▶ [WHAT NEEDS TO BE DONE]
Return, unaltered, the lines of the data below from the line with "In this exercise you will indicate the black" to the line with "[(421, 315)]", including both of those lines.

▶ [TASK MATERIAL]

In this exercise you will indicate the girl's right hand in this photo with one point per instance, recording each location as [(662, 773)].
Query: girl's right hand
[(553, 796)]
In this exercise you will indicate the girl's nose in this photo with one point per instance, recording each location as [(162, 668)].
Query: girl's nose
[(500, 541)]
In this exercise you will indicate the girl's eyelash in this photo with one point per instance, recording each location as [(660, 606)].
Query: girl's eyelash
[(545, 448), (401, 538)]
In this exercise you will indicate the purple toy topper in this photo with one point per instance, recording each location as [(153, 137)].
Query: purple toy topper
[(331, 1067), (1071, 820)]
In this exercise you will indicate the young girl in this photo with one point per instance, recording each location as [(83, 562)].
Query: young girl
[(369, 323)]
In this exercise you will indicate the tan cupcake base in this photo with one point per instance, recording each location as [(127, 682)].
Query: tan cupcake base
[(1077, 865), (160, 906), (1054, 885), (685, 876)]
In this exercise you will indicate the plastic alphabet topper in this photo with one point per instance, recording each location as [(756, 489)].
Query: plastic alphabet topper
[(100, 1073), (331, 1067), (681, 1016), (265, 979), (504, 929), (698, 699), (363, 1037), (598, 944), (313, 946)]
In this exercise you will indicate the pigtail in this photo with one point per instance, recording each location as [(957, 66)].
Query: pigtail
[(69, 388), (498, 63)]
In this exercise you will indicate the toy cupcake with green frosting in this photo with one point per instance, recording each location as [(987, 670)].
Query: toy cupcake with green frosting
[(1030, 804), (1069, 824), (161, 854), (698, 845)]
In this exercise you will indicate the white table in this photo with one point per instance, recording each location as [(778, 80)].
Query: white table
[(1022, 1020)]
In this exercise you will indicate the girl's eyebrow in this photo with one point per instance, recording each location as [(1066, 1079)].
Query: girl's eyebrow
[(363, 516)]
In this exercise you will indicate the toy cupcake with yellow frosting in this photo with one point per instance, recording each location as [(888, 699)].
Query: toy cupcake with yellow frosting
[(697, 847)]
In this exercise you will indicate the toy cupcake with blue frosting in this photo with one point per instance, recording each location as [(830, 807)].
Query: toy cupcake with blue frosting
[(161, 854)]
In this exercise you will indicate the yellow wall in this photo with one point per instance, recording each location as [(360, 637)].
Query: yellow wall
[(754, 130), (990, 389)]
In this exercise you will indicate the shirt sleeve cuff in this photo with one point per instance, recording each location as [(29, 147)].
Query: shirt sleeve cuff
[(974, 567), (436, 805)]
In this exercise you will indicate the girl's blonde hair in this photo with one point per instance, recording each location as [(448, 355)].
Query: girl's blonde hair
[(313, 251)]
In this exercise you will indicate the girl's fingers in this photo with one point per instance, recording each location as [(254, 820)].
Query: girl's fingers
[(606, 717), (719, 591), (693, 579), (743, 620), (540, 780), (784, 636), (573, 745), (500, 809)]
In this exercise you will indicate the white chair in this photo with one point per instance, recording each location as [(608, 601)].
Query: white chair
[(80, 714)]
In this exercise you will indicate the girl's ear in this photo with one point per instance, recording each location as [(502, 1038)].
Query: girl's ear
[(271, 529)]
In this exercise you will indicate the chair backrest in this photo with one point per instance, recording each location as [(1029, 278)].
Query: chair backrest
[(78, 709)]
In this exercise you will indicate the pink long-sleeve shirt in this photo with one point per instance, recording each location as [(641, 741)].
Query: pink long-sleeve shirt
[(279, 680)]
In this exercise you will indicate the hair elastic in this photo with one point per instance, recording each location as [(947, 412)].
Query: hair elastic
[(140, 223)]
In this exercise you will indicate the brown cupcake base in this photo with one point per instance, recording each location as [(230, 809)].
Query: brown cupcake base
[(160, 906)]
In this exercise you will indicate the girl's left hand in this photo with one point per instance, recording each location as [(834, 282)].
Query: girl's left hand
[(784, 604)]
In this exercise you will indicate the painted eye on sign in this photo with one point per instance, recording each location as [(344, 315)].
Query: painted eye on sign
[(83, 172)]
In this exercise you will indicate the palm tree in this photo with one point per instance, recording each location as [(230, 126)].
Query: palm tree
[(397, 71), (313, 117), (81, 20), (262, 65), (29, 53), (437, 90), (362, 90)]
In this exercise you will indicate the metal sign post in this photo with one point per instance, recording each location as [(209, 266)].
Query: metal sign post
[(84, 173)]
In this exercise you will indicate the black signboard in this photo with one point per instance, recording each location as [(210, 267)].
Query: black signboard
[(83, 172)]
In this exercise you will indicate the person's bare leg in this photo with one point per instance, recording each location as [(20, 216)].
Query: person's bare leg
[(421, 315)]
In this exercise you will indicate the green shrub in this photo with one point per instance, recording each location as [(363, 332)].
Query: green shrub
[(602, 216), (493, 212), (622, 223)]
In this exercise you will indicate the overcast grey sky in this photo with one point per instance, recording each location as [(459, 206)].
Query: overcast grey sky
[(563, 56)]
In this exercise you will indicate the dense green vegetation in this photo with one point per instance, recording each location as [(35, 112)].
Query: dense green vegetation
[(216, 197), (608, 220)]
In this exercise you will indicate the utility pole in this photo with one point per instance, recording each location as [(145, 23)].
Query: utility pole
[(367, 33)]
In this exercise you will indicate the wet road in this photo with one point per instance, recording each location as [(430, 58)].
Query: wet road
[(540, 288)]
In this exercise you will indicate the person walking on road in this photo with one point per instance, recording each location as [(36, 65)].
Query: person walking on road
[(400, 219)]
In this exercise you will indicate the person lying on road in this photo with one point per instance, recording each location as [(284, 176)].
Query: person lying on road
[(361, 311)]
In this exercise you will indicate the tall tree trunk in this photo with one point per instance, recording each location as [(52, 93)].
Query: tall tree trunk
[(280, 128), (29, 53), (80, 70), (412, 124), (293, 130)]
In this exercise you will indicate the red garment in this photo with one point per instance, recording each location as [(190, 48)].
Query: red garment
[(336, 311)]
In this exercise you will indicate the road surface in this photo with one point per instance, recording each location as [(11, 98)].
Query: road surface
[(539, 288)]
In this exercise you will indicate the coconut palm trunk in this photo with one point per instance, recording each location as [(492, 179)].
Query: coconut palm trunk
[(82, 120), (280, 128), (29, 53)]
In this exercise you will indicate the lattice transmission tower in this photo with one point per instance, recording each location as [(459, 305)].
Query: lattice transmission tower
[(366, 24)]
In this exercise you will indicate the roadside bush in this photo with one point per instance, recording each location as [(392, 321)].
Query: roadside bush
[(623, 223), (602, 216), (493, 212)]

▶ [ANSWER FOR THIS EXERCISE]
In this exercise you will indicate the black signboard in this photo with one point per instance, recording each location as [(210, 267)].
Query: black signboard
[(83, 172)]
In this exercise you will indicate the person's bare leg in this photo with one point per instance, recording each location as [(20, 216)].
Query: person's bare leg
[(421, 315)]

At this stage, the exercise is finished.